:: Records shown ::

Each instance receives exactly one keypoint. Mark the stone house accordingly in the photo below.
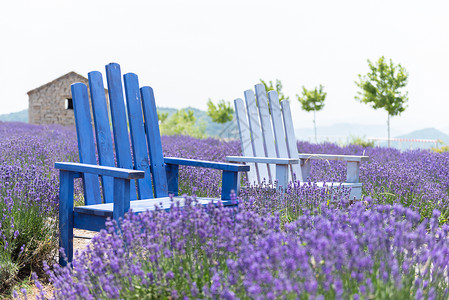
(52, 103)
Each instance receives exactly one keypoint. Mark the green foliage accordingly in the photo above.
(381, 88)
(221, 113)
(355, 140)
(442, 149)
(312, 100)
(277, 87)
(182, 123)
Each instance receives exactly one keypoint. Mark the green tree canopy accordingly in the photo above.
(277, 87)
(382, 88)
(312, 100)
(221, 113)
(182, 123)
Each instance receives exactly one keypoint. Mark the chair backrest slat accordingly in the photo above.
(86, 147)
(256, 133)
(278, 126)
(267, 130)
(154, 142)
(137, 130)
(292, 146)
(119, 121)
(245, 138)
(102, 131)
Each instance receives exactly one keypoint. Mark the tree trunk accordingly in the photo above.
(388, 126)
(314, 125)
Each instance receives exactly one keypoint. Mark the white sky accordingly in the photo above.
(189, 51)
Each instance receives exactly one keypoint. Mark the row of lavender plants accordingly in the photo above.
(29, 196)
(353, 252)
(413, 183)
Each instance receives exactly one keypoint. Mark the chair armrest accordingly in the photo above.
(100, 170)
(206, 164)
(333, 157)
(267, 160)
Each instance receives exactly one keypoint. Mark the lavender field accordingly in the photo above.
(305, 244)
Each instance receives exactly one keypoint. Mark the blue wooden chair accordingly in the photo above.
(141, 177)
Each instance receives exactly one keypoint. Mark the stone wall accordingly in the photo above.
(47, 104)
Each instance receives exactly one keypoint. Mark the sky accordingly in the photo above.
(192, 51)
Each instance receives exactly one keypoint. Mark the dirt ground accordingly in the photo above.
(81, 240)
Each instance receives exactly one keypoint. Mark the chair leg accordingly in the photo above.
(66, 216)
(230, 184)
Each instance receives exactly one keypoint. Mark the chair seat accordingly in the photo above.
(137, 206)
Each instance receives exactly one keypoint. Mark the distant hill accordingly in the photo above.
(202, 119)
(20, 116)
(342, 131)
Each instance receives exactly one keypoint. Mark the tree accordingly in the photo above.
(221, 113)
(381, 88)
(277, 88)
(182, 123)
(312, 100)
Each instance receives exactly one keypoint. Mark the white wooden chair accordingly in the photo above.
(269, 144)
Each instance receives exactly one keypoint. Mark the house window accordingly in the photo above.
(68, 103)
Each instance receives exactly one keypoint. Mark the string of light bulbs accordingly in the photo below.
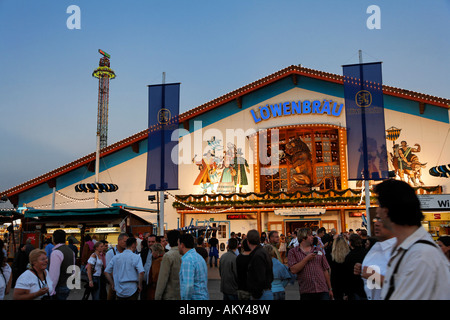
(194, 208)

:::
:: Records shown ::

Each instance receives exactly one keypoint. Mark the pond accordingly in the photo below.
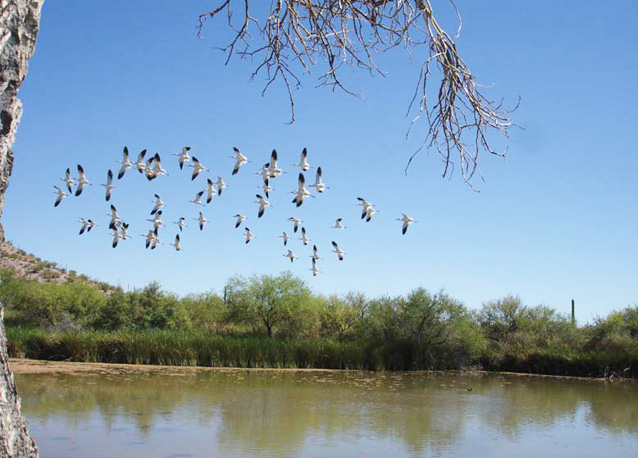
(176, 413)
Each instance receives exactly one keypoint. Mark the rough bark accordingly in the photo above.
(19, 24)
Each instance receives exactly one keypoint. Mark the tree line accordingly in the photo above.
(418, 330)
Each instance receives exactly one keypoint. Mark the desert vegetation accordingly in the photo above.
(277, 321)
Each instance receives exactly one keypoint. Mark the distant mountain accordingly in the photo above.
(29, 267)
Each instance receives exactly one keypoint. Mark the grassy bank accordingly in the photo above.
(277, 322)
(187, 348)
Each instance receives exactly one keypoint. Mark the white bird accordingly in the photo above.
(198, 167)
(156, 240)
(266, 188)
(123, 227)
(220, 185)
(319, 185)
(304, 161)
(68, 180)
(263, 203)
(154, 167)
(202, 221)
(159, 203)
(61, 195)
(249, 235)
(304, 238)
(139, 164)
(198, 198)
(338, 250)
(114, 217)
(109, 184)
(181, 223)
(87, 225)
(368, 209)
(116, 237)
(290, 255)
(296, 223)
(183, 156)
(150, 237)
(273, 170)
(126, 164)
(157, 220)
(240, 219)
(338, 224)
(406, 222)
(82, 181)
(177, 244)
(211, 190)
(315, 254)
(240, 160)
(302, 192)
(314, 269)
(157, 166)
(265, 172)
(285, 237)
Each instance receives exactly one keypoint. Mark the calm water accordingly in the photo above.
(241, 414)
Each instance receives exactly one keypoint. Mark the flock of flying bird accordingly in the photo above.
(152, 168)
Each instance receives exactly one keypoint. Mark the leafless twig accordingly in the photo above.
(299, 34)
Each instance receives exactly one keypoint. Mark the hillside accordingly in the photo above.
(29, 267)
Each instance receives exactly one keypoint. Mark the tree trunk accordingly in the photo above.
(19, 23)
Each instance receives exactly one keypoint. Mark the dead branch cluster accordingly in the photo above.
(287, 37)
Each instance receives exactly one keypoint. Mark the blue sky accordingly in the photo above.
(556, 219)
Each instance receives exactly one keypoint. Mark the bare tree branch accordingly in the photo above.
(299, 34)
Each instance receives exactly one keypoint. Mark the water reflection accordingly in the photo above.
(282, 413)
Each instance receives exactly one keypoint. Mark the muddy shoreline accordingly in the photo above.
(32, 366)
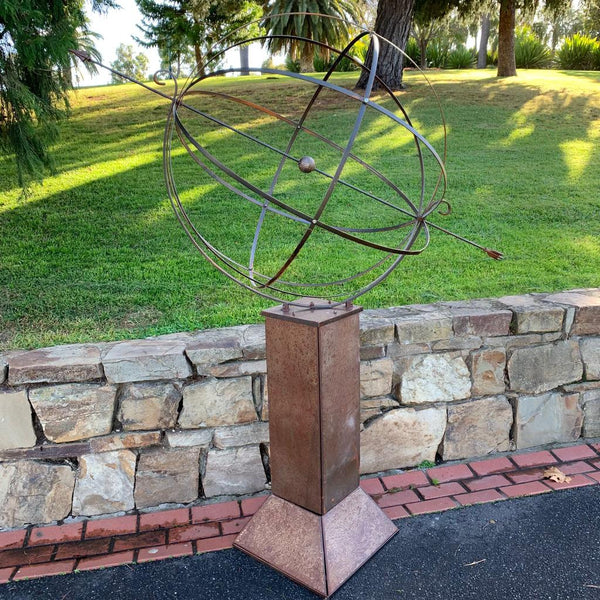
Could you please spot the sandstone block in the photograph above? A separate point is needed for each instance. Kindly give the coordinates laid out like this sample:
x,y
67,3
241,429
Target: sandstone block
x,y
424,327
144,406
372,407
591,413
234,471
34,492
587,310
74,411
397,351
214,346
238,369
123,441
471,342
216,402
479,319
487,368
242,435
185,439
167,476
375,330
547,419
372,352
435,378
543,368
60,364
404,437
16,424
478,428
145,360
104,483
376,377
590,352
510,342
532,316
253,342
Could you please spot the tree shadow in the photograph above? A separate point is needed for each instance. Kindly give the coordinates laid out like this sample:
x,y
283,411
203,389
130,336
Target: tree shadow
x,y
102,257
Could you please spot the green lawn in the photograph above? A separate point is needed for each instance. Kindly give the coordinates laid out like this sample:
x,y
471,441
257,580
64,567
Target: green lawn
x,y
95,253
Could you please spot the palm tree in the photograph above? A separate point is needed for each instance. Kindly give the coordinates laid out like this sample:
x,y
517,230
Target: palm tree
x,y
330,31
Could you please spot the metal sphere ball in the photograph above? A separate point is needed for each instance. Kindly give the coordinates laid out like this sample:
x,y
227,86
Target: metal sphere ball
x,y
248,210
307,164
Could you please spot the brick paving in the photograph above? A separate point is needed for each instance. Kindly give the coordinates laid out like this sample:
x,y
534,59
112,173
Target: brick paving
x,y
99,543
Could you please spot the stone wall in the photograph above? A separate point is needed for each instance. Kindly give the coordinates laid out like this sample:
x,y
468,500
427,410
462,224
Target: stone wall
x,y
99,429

:::

Gather every line in the listing above that contains the word "below", and copy each of those lines out in full.

_Complete output_
Each instance receives exactly one keypoint. Mark the stone house accordingly in the photo below.
Each instance receives exactly one keypoint. Mark the string of light bulbs accordingly in the photo below.
Each instance receives exactly one keypoint. Mark the pond accordingly in the photo below.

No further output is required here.